## EXERCISE DESCRIPTION
Reproduce the passage of the Signals text from "Classification pipeline. The" to "Confidential → Restricted)." word for word.

## TEXT SECTION
==================================================
Signals

active

Metadata governance for the open enterprise data stack.

Signals is a metadata governance platform for the open enterprise data stack. Enterprise warehouses accumulate thousands of tables and columns with inconsistent naming, no sensitivity labels, and no formal governance metadata. Manual classification is expensive, error-prone, and immediately stale. Flat confidence scores from ML classifiers conflate definitely Payment Card Number with definitely some kind of Payment Information but unsure which sub-type — a distinction that matters when a policy engine has to act.

Approach

The classification pipeline combines five evidence sources — embedding similarity, gradient-boosted prediction, regex pattern detection, column name matching, and short-text SVM — through Dempster–Shafer belief functions rather than simple score averaging. Each source contributes a mass function over a restricted frame of discernment derived from the taxonomy hierarchy. Dempster’s rule yields a belief interval at every node, separating what the evidence commits to from what it merely fails to contradict. The interval width quantifies epistemic uncertainty; the Dempster conflict between sources flags disagreement that flat scores suppress.

Architecture

Three operational layers, all replacing proprietary or Hadoop-coupled components with open alternatives:

Query stack (HMS-free). Impala and Kudu without the Hive Metastore, HDFS, or HBase. A PostgreSQL catalog registry manages table metadata. Kudu provides upsert-heavy hot-tier storage; Iceberg via a Polaris REST catalog provides warm-tier analytics; Impala provides transparent SQL across both tiers.
Metadata governance. Apache Atlas runs against a PostgreSQL + AGE graph backend, replacing the JanusGraph/HBase/Solr trio. A catalog bridge registers Impala-managed Kudu tables as Atlas entities; classification results, confidence scores, and evidence strings are written back to Atlas for policy consumption.
Classification pipeline. The sigint package extracts twelve discrete features per column, runs the five evidence sources, combines them via Dempster–Shafer fusion, and quantifies per-feature marginal contribution through SAGE Shapley values.

Ontology

The SIGDG ontology (Signals Data Governance) is grounded in BFO 2020. Information entities are generically dependent continuants; sensitivity levels are qualities that inhere in them; data subject roles are roles that allow the same column to carry different sensitivity depending on whose data it is. Forty-two categories across six top-level kinds (Identity, Personal, Business, System, Transaction, Transformation), thirty leaf nodes, four sensitivity levels (Public → Internal → Confidential → Restricted).

Position in the architecture

Signals is the platform; the other data-governance projects compose around it. Atelier is the agentic workbench that fronts the same pipeline interactively, adding an LLM-driven sixth source for convergence on high-uncertainty columns. Aegir contributes a learned cross-table signal on top of the per-column annotations. SDG corpora publishes the shared ontology, SKOS vocabulary, and reference relational footprint that all three consume.
==================================================
## GIVEN RECORDS
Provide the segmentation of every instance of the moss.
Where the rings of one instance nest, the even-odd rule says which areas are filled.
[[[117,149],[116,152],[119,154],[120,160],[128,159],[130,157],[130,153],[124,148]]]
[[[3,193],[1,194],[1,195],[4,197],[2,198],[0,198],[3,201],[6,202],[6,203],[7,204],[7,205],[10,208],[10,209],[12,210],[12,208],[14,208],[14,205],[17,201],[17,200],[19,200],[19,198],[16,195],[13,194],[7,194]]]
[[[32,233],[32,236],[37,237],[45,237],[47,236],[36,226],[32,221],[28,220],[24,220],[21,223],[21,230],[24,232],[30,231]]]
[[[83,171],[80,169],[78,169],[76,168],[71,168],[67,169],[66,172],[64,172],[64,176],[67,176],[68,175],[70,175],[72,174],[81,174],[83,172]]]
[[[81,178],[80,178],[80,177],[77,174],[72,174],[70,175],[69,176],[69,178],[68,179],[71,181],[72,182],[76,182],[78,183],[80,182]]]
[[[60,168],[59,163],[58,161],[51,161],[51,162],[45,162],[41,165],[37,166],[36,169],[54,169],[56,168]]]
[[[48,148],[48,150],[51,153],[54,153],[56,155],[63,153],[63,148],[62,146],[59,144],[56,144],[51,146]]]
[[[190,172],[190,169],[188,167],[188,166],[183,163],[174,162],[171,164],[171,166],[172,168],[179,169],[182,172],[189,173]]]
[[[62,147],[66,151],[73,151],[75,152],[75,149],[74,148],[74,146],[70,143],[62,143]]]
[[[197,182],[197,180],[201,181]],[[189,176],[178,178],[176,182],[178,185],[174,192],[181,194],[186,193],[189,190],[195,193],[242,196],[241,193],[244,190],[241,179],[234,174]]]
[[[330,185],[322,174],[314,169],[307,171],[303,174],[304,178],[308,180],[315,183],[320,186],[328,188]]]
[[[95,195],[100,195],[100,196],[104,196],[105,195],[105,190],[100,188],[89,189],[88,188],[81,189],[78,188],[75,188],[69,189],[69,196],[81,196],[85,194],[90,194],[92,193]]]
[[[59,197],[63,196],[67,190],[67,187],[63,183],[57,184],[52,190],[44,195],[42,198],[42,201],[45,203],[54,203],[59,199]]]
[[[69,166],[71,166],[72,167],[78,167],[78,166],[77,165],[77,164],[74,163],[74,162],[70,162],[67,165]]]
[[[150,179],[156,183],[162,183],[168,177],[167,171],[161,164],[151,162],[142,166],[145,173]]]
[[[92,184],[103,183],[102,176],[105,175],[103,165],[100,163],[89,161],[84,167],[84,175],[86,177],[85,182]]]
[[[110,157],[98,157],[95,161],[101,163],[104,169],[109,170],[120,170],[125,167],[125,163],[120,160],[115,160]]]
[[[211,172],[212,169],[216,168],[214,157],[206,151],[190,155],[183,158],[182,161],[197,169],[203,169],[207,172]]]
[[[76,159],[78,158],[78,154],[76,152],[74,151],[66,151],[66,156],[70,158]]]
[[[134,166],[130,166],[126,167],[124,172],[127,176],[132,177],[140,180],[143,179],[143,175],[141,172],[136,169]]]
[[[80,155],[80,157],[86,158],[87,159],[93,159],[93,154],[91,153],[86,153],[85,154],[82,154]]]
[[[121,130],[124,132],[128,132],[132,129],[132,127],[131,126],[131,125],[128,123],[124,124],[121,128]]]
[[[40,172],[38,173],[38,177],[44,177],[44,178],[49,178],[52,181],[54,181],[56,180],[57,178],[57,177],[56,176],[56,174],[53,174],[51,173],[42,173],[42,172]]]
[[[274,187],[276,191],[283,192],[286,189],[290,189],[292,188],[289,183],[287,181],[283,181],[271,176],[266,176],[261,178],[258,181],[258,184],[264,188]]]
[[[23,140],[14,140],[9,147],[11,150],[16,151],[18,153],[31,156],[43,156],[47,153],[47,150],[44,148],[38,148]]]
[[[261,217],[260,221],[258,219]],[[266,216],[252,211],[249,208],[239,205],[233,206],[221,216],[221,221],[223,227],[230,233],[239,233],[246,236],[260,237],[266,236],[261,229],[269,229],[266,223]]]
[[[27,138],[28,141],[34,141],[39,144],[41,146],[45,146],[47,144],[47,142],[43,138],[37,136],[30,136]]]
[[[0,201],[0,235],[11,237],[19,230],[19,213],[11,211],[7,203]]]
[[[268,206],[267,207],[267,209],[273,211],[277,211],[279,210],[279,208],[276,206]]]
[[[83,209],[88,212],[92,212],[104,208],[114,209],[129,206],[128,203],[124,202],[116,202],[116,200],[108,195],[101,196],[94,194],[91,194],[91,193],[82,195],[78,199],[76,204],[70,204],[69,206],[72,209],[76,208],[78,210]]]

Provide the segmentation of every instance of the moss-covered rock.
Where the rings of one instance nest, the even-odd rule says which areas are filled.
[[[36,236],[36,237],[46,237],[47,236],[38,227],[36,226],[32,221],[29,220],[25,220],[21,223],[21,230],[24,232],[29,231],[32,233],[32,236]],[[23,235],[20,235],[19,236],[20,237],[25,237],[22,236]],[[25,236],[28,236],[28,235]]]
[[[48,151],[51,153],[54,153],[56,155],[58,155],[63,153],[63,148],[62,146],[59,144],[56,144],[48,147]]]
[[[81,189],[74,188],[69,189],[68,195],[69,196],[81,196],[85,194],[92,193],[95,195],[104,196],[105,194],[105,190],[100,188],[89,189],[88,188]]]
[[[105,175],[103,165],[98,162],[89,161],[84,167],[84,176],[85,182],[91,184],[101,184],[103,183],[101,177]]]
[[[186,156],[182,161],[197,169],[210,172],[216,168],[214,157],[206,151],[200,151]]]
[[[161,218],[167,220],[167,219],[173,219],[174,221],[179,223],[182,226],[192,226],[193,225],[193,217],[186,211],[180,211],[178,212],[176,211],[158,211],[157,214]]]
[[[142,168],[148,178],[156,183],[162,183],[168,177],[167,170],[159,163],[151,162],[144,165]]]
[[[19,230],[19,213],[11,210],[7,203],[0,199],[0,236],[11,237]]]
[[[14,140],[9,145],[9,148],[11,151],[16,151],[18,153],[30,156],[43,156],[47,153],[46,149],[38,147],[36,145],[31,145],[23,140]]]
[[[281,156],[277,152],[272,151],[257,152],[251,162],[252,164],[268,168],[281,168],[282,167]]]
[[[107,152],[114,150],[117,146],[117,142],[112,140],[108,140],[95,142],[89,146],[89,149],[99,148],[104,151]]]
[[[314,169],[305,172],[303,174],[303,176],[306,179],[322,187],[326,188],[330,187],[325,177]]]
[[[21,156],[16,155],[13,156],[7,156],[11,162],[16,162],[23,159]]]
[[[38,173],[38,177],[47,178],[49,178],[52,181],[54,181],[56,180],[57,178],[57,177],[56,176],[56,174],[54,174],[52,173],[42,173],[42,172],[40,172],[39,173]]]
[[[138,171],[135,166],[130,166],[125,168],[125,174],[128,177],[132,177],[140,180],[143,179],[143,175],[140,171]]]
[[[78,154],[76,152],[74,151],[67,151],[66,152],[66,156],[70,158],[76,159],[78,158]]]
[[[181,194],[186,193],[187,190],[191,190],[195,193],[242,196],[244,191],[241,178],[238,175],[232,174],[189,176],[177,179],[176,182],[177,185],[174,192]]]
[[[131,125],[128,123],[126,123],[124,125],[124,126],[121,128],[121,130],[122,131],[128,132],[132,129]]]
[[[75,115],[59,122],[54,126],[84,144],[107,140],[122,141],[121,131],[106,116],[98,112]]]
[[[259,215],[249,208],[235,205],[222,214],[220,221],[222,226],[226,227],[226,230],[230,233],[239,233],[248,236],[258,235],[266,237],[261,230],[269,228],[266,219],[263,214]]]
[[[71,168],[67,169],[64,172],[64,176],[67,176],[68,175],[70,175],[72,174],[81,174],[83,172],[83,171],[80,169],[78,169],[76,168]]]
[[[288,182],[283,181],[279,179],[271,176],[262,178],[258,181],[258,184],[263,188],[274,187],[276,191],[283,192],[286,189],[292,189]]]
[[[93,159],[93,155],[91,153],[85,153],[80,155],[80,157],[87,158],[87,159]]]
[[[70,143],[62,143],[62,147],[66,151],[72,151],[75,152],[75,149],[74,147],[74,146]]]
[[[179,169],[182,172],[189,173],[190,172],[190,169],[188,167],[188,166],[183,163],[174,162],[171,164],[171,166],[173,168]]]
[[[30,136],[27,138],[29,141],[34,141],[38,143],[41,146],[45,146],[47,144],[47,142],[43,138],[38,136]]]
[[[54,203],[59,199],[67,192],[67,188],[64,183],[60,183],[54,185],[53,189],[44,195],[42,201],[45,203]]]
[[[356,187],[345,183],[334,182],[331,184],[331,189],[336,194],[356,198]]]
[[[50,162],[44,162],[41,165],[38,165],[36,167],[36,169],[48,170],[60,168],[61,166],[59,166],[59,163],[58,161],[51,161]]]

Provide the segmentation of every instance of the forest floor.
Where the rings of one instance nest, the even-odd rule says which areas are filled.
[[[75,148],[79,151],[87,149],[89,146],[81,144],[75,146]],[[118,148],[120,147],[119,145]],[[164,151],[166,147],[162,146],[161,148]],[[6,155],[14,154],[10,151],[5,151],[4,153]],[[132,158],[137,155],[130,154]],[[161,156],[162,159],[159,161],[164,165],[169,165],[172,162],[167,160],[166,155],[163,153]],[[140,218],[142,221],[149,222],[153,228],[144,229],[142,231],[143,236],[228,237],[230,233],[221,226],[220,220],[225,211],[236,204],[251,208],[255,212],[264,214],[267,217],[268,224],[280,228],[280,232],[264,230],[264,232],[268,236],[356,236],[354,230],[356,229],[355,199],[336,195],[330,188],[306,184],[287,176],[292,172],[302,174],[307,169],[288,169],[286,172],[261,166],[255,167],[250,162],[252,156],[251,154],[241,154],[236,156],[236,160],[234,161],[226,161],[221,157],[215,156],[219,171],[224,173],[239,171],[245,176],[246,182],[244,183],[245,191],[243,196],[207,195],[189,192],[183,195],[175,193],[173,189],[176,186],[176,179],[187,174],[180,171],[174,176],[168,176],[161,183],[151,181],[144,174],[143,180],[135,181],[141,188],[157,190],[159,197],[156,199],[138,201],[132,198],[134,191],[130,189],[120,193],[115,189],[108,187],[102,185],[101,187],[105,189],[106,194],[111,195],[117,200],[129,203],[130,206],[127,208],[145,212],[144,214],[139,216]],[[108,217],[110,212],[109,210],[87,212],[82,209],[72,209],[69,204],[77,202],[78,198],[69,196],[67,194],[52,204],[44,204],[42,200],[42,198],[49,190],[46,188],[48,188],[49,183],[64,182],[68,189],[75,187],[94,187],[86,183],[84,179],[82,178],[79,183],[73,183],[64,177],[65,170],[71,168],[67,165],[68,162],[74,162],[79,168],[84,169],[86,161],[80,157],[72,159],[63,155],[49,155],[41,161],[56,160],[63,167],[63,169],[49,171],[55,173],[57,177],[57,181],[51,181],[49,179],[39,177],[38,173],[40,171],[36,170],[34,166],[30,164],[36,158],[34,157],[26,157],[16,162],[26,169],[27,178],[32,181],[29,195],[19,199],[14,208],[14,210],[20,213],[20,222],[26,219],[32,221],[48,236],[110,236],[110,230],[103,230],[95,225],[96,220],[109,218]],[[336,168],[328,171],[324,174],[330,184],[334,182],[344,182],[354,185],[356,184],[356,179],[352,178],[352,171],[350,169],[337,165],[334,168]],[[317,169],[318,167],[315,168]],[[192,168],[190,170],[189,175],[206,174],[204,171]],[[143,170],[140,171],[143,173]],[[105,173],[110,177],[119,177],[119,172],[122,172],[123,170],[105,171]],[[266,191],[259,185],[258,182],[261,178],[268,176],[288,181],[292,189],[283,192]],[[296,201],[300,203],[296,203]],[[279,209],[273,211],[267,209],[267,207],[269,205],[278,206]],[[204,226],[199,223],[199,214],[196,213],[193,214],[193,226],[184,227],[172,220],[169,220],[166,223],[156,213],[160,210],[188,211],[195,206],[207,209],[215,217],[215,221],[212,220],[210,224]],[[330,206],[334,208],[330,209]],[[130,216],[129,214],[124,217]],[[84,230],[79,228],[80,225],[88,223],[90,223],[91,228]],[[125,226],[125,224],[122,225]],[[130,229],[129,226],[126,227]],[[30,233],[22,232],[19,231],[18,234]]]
==================================================
## SOLUTION BELOW
Classification pipeline. The sigint package extracts twelve discrete features per column, runs the five evidence sources, combines them via Dempster–Shafer fusion, and quantifies per-feature marginal contribution through SAGE Shapley values.

Ontology

The SIGDG ontology (Signals Data Governance) is grounded in BFO 2020. Information entities are generically dependent continuants; sensitivity levels are qualities that inhere in them; data subject roles are roles that allow the same column to carry different sensitivity depending on whose data it is. Forty-two categories across six top-level kinds (Identity, Personal, Business, System, Transaction, Transformation), thirty leaf nodes, four sensitivity levels (Public → Internal → Confidential → Restricted).